EXERCISE MATERIALS
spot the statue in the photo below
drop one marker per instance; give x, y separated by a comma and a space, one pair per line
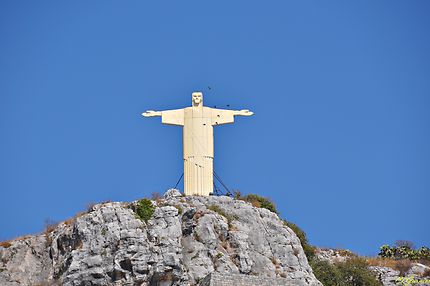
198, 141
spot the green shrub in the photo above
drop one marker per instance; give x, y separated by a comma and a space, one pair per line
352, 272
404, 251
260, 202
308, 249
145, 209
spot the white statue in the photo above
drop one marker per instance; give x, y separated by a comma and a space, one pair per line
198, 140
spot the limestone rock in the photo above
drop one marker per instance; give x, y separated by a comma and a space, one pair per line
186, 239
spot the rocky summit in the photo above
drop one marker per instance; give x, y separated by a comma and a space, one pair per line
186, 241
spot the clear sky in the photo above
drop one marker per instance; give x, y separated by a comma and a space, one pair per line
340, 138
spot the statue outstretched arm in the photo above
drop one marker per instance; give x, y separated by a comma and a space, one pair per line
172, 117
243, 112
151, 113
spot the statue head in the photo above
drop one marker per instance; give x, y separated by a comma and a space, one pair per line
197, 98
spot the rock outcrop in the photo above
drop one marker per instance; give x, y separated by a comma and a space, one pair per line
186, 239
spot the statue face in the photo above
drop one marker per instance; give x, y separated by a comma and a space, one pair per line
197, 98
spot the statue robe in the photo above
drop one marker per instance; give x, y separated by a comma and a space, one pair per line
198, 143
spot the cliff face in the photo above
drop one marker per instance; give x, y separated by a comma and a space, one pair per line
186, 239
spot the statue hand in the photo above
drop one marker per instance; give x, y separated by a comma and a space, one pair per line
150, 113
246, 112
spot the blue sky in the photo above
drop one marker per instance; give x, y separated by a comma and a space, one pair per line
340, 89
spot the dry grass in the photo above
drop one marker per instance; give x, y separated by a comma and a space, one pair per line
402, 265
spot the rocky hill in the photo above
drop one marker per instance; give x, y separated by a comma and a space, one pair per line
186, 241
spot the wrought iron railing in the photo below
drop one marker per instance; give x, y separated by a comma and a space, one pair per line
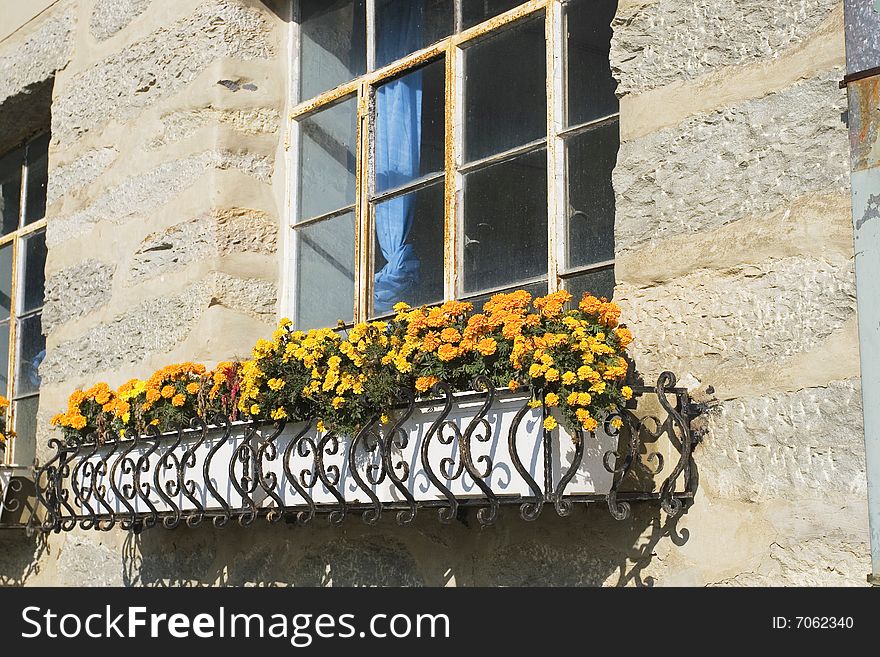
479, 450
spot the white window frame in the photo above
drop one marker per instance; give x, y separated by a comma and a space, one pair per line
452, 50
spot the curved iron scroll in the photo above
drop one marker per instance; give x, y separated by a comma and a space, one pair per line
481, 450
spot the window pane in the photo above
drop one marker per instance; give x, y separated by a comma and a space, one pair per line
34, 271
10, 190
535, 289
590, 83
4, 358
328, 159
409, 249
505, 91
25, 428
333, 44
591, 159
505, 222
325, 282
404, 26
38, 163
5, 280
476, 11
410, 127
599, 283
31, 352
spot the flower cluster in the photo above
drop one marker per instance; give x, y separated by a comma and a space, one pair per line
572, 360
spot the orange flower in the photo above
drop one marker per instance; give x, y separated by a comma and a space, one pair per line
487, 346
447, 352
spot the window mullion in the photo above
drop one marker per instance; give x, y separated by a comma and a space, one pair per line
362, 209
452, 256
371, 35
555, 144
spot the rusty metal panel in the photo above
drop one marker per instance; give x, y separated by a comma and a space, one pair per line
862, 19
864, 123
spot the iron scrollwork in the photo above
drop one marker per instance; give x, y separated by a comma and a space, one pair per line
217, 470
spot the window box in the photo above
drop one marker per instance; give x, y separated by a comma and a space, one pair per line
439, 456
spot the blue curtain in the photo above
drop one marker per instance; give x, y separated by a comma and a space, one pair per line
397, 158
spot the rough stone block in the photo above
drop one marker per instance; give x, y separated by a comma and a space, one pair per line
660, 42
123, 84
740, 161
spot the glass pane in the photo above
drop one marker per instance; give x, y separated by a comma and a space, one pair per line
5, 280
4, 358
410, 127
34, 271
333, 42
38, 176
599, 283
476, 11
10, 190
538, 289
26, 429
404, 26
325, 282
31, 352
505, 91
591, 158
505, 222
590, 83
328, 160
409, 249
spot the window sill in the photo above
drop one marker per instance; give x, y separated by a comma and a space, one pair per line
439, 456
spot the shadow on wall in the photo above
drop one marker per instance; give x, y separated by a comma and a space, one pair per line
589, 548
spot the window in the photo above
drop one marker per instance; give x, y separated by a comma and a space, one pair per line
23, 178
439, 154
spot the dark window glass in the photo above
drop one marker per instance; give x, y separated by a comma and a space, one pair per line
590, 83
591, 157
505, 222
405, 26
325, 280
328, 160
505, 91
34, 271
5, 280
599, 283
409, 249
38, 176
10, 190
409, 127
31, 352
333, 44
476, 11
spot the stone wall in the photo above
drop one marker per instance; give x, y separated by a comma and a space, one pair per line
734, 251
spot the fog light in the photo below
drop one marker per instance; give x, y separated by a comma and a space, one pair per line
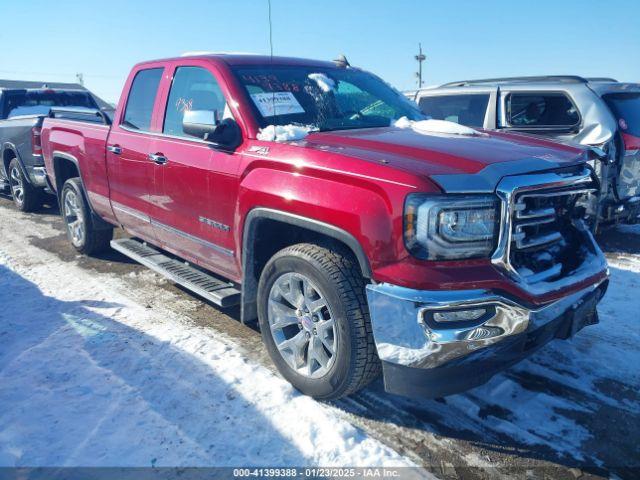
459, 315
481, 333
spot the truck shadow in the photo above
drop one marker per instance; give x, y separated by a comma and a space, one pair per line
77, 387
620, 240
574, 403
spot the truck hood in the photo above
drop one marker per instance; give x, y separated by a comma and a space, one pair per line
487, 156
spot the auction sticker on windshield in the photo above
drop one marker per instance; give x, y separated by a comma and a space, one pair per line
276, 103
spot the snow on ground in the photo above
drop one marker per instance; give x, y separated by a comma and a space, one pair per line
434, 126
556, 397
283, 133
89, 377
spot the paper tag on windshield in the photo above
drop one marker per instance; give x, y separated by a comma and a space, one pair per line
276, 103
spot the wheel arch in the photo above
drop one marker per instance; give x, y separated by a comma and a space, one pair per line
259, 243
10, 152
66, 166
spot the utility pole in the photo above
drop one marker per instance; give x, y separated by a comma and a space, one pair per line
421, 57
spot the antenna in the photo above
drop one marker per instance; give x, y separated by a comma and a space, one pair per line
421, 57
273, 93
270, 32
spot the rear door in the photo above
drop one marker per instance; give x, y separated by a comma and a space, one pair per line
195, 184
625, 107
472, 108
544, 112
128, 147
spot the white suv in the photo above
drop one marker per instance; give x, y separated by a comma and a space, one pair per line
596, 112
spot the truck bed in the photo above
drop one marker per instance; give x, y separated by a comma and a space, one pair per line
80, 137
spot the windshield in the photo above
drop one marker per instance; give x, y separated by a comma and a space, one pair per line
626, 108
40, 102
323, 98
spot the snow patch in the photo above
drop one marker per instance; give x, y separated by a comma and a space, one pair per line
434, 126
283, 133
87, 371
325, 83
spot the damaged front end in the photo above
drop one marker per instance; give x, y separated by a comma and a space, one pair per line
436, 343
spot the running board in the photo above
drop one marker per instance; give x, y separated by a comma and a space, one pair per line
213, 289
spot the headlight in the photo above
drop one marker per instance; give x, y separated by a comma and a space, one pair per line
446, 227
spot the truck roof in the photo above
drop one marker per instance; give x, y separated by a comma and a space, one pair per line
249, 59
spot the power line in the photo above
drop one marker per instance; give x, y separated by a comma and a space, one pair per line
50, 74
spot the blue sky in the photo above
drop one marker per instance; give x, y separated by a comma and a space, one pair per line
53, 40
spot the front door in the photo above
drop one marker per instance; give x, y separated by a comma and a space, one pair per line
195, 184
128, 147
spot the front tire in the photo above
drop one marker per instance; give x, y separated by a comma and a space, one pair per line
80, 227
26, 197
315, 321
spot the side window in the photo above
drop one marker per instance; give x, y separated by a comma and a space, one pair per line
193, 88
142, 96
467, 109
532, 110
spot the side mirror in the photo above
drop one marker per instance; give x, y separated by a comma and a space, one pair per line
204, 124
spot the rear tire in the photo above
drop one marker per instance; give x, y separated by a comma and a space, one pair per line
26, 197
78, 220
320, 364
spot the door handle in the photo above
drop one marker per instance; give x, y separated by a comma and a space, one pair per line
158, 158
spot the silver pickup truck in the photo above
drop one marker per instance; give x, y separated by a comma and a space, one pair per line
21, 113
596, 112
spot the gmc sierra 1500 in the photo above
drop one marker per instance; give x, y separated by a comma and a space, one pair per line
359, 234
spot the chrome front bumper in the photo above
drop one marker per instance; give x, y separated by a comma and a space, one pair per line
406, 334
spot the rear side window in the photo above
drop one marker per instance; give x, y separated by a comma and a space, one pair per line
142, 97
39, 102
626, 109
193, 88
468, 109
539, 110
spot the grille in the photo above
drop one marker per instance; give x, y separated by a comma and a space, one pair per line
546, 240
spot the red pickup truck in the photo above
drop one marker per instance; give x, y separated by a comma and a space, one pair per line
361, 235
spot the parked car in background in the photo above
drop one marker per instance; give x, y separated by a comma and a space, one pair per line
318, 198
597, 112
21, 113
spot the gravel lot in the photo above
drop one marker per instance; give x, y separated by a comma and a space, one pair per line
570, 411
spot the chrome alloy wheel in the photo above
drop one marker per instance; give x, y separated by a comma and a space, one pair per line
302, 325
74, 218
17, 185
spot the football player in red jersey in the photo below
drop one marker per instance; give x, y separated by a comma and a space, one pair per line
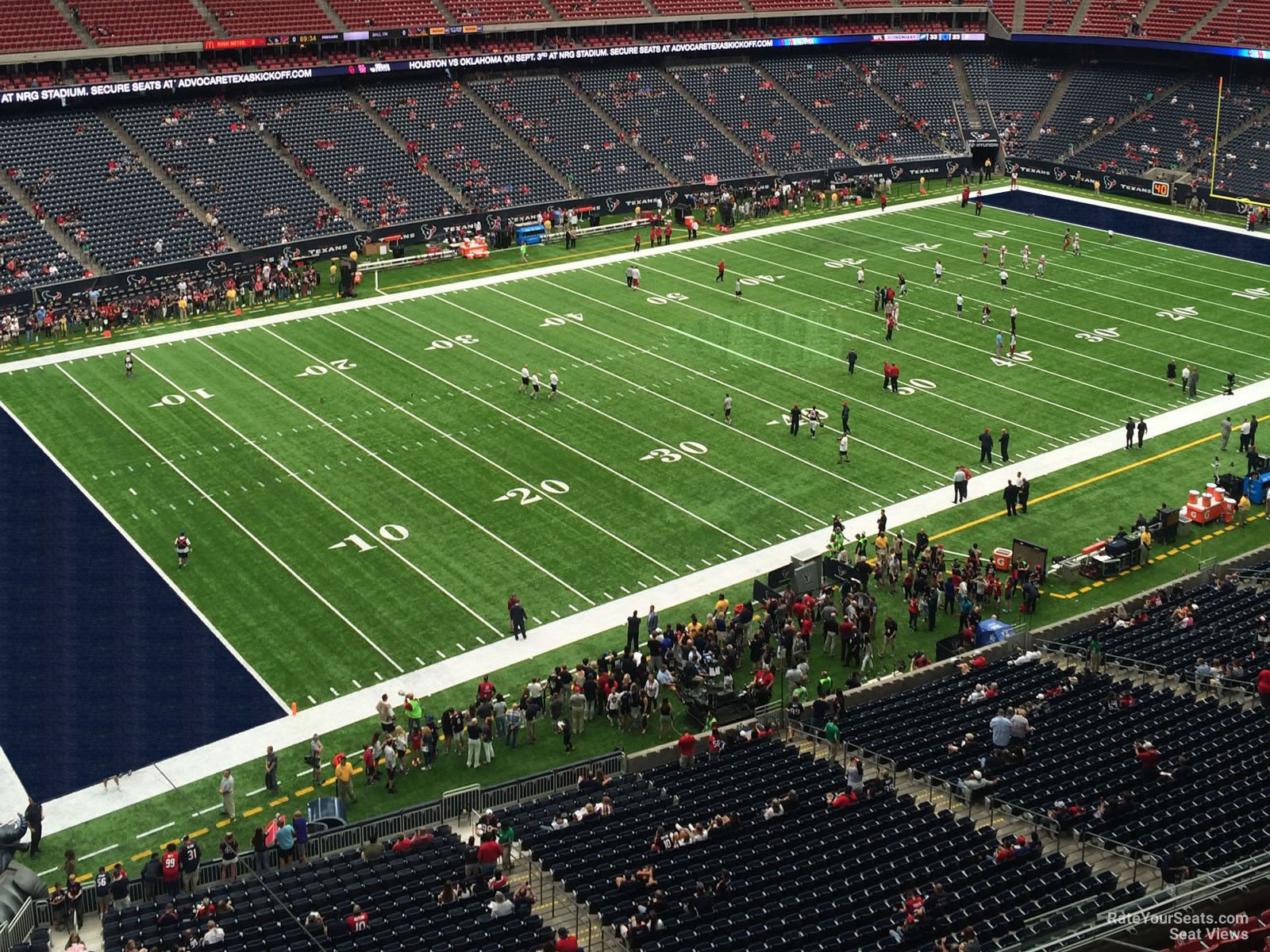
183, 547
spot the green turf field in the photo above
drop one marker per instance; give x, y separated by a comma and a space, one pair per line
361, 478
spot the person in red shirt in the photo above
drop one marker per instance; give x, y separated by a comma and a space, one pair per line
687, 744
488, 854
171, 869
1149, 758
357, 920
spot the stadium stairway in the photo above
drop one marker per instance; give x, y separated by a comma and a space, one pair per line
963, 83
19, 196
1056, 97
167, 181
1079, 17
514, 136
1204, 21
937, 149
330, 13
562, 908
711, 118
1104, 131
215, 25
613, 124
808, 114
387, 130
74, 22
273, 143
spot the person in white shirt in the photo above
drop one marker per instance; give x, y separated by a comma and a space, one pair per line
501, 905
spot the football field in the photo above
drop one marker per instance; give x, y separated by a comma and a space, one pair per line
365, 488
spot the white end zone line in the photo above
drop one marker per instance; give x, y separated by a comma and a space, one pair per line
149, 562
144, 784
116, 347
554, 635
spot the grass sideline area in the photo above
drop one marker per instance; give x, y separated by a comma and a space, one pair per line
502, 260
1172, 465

AIM OF THE TASK
When you reach the line that contains "spot the gravel lot in the photo above" in the records above, copy it and every line after it exactly through the last one, leaving out the pictures.

RESPONSE AREA
spot the gravel lot in the photo above
drop one marker per instance; give x, y separated by a comma and a space, one pair per line
570, 411
spot the chrome alloy wheel in the photo above
drop one marker per instance; give x, y separated by a comma and a space, one pair per line
302, 325
74, 218
17, 185
spot the football player in red jersey in the photo below
drop one marker per instance; give x, y separated by a comma and a space, one pair per line
183, 547
spot the green turf field in the photo above
drop one marker per instance; give x, y separated by a comma and a space, one pair per line
361, 478
spot the person in red shirt in the photo above
drop one marker per instance; give x, y separated by a comma and a space, one pair per line
687, 744
488, 854
171, 869
1149, 758
357, 920
spot the stadium stairway in the photo above
drop one marker per instance; give x, y separated by a comma and a space, one pair per line
963, 83
19, 196
1056, 97
167, 181
1079, 17
514, 136
1204, 21
937, 149
330, 13
562, 908
711, 118
1104, 131
215, 25
613, 124
808, 114
387, 130
74, 22
273, 143
spot the person in white shirt in the photo above
drop one marker per instance; give x, y separated by a comma and a space, one pair per line
501, 905
spot the football field in the photo above
drop one marker per instance; give x, y separated by a comma and a space, one pair per line
365, 488
spot the white end zone line in the photo above
drop one marker per instance; give x, y separated by a comma and a space, one pair per line
149, 562
144, 784
116, 347
554, 635
spot the grass sideline area in the photo above
drop one marker per instance; give x, y separated by a comma and a space, one pair per line
502, 260
1172, 465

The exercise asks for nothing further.